WHAT NEEDS TO BE DONE:
Your answer must be a single number: how many lines in the records include the word "building".

Point-per-instance localization data:
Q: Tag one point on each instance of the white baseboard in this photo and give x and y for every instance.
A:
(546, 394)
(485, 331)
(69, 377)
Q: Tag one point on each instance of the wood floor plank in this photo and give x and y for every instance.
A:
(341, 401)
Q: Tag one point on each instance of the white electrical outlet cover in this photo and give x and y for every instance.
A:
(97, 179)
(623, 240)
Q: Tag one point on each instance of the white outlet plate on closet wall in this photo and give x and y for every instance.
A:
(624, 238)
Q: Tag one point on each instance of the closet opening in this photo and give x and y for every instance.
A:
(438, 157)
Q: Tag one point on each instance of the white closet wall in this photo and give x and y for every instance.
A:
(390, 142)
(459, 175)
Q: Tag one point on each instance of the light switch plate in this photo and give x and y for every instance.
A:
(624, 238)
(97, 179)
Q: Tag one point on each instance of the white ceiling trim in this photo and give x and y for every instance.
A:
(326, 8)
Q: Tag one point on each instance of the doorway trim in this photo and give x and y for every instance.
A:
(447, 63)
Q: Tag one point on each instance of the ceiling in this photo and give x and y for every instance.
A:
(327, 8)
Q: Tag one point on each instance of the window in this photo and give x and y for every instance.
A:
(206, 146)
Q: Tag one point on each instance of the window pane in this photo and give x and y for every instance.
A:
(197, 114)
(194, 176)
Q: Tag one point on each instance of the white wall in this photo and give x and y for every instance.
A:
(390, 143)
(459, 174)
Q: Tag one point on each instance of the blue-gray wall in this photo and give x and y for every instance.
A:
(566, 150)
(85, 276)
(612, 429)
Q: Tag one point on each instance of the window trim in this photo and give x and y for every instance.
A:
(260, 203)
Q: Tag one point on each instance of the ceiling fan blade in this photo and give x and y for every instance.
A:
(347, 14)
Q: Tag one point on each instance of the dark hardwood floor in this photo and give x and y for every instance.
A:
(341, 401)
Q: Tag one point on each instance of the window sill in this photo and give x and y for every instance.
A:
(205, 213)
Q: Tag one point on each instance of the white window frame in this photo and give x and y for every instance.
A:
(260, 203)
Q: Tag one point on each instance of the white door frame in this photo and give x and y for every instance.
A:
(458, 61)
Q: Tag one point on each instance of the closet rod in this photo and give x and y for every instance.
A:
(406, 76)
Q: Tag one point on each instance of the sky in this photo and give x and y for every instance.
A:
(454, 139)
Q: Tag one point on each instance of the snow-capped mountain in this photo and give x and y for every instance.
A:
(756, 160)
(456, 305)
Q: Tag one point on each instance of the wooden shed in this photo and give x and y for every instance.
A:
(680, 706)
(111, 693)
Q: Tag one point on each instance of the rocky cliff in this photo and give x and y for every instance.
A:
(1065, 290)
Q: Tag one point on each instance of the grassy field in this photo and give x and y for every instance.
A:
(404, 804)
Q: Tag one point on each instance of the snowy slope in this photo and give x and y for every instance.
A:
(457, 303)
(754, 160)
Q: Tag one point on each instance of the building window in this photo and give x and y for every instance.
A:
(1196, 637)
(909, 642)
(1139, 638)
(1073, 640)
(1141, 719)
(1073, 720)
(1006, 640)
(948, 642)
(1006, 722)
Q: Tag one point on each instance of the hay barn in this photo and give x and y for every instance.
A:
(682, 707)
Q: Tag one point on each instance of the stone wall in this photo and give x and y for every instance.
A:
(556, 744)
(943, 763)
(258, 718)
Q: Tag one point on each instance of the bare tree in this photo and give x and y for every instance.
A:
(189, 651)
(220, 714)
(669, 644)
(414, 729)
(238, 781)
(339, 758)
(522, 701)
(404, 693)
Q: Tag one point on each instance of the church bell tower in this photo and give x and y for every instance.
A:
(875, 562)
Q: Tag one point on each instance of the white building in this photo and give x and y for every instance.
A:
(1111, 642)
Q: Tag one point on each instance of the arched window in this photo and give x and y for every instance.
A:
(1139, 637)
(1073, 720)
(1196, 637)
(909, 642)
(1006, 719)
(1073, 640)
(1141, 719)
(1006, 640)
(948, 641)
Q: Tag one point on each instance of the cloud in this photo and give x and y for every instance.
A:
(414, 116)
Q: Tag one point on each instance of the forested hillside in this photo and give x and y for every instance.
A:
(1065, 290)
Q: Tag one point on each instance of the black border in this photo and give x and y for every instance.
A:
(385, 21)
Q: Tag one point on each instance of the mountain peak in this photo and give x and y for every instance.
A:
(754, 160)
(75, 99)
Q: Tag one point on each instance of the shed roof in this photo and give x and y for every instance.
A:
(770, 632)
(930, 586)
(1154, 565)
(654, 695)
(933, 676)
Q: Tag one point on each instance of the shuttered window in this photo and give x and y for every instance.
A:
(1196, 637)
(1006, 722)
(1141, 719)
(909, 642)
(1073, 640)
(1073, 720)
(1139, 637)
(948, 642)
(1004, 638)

WRITTEN ANSWER:
2